─── Material ───

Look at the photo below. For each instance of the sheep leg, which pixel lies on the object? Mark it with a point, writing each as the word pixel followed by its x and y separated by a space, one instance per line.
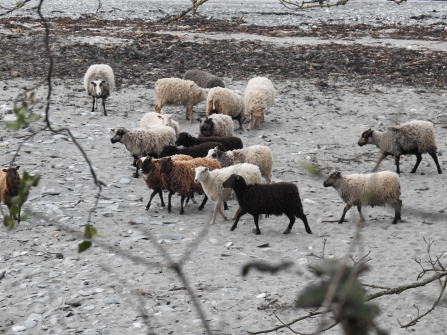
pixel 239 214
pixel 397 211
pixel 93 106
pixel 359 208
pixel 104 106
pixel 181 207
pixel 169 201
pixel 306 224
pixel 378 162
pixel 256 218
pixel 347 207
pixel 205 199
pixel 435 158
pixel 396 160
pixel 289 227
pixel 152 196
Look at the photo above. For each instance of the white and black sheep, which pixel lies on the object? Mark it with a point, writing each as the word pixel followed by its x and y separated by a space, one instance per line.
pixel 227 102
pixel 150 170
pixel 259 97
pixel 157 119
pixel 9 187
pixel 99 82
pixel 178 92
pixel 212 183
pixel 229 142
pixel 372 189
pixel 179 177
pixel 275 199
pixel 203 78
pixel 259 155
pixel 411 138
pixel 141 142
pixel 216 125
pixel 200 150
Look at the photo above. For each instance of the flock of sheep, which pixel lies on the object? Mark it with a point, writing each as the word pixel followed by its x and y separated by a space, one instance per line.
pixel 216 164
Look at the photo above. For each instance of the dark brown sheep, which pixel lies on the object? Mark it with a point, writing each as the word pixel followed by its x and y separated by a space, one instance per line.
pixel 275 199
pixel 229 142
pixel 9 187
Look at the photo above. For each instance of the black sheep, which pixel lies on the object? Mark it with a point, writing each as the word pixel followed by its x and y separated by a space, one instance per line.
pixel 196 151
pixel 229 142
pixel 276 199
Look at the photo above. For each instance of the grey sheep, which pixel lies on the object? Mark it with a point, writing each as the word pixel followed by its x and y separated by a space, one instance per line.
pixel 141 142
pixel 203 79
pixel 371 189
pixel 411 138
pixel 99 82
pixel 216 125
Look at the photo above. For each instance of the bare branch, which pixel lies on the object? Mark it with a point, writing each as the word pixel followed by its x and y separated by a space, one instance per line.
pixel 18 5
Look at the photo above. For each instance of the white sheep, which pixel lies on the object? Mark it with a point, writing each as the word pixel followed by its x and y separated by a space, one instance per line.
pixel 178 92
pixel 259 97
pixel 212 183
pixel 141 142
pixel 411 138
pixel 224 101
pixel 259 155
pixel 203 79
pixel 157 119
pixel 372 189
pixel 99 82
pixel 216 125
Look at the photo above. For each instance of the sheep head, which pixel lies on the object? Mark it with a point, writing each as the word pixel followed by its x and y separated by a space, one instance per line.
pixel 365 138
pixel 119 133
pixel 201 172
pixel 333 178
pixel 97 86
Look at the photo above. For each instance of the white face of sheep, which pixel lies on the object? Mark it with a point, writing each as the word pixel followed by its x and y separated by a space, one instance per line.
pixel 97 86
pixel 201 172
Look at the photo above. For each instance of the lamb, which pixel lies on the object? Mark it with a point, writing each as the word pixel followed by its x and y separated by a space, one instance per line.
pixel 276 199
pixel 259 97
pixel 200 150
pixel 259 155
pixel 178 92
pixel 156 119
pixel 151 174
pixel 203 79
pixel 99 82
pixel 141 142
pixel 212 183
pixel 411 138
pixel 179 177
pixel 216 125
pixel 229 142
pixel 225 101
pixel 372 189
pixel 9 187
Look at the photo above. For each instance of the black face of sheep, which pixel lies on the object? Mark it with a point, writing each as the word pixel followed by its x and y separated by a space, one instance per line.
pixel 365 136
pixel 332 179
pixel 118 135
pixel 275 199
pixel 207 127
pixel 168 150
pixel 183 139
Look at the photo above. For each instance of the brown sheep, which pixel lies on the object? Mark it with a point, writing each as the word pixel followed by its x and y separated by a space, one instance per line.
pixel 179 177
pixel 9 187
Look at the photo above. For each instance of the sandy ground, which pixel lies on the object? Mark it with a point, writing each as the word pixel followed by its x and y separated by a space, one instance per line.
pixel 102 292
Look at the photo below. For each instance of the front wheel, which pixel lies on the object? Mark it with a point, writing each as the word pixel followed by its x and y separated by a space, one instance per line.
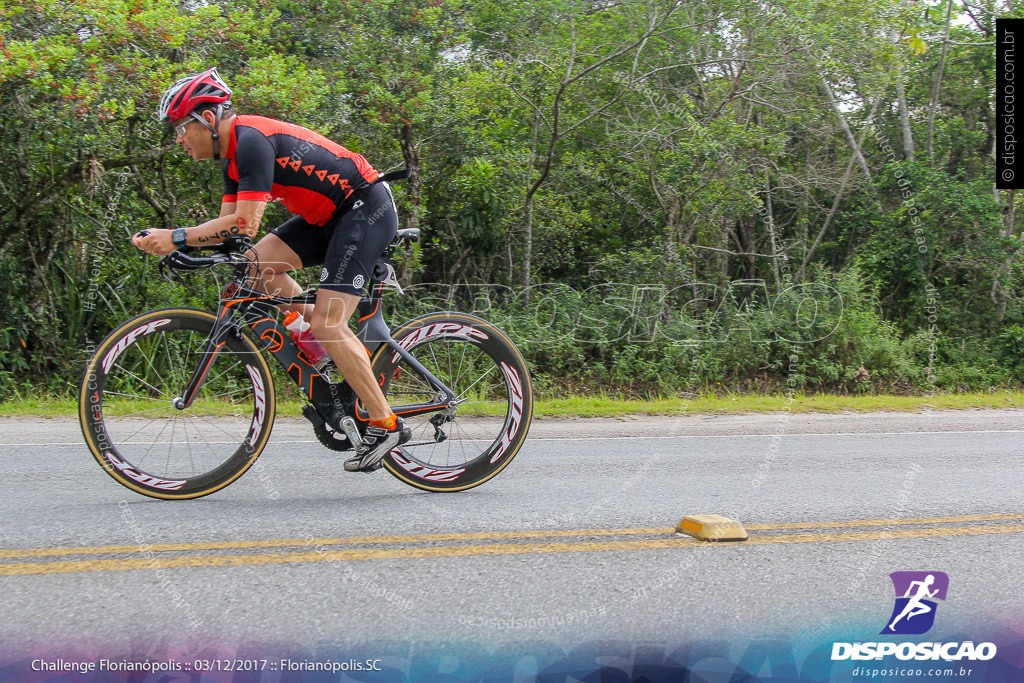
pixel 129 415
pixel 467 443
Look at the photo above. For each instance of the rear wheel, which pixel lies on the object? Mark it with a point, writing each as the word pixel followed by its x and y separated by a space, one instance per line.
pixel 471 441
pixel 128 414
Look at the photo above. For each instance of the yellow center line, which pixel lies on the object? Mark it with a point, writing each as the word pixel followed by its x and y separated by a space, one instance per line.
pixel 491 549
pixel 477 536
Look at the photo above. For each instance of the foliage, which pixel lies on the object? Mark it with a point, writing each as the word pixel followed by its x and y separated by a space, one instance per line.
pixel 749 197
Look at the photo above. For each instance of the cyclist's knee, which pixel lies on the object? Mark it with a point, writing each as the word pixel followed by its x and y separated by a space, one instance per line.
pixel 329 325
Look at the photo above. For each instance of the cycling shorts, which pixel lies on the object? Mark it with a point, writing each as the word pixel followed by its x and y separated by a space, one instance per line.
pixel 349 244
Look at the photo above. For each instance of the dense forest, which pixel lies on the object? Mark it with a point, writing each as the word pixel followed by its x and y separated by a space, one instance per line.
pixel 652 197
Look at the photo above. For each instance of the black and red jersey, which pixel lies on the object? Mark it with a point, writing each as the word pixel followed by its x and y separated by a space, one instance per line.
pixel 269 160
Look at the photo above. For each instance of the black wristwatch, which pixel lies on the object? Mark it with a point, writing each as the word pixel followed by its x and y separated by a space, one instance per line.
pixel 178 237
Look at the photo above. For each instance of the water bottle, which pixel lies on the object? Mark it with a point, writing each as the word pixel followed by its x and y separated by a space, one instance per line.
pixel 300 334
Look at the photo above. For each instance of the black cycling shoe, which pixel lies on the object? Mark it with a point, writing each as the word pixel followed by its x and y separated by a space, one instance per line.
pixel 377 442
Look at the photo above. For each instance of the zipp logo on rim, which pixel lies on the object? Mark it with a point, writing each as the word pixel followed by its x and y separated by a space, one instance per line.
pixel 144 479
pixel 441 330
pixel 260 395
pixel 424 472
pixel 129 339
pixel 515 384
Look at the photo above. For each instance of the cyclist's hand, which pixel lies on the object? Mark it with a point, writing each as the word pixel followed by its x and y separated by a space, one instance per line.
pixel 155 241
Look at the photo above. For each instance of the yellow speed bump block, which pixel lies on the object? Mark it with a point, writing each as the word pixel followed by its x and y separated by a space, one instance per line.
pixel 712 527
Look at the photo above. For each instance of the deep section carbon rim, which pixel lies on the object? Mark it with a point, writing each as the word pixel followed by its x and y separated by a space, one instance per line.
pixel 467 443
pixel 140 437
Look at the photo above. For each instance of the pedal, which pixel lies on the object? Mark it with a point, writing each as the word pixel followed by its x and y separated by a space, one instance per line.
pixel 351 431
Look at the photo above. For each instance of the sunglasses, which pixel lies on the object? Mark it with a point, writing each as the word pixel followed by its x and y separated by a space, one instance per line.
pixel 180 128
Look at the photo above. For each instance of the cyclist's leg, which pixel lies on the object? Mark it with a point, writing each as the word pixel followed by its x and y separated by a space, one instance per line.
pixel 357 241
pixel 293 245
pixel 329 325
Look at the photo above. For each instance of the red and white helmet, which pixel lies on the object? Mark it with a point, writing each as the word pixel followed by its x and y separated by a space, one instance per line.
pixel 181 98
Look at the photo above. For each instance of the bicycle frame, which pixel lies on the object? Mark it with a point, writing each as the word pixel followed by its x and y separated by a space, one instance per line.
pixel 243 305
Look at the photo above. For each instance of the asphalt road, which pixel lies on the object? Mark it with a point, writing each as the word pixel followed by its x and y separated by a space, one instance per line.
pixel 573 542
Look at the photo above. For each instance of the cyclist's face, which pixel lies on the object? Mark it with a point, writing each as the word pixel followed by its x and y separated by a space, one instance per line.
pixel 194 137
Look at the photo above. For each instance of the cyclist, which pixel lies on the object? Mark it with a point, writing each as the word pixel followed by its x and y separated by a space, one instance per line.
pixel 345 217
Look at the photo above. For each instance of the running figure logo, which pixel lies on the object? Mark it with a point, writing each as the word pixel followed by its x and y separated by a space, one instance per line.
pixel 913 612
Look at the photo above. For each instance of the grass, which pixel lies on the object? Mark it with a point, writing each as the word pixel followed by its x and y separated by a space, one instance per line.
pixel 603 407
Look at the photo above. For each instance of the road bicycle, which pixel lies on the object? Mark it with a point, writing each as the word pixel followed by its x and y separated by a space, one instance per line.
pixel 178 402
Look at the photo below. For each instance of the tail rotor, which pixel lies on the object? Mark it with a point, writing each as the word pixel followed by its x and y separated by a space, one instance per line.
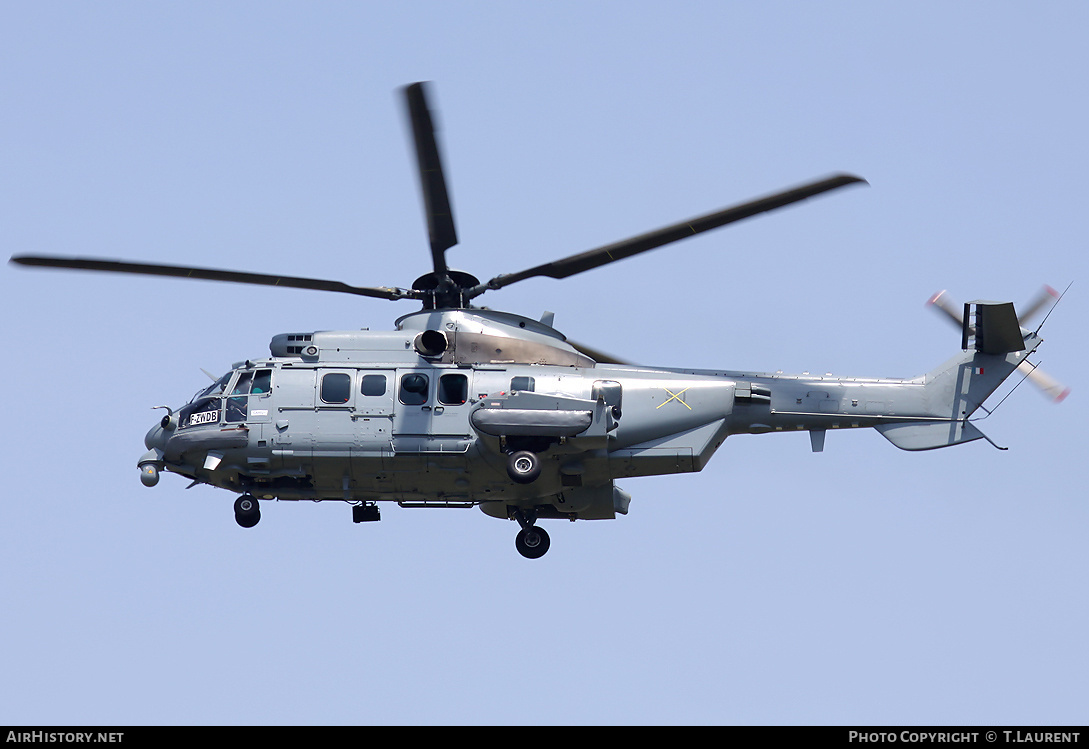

───

→ **Your task**
Copy the lines of the listing word for word, starting at the line containing "cyclist's hand, which" and ending at the line containing "pixel 155 241", with both of those lines included.

→ **Output of the exercise**
Look at the photo above. For each instance of the cyclist's hand, which pixel lies on the object? Mark it with a point, writing each as the word pixel followed by its x and y separated by a space, one instance per line.
pixel 155 241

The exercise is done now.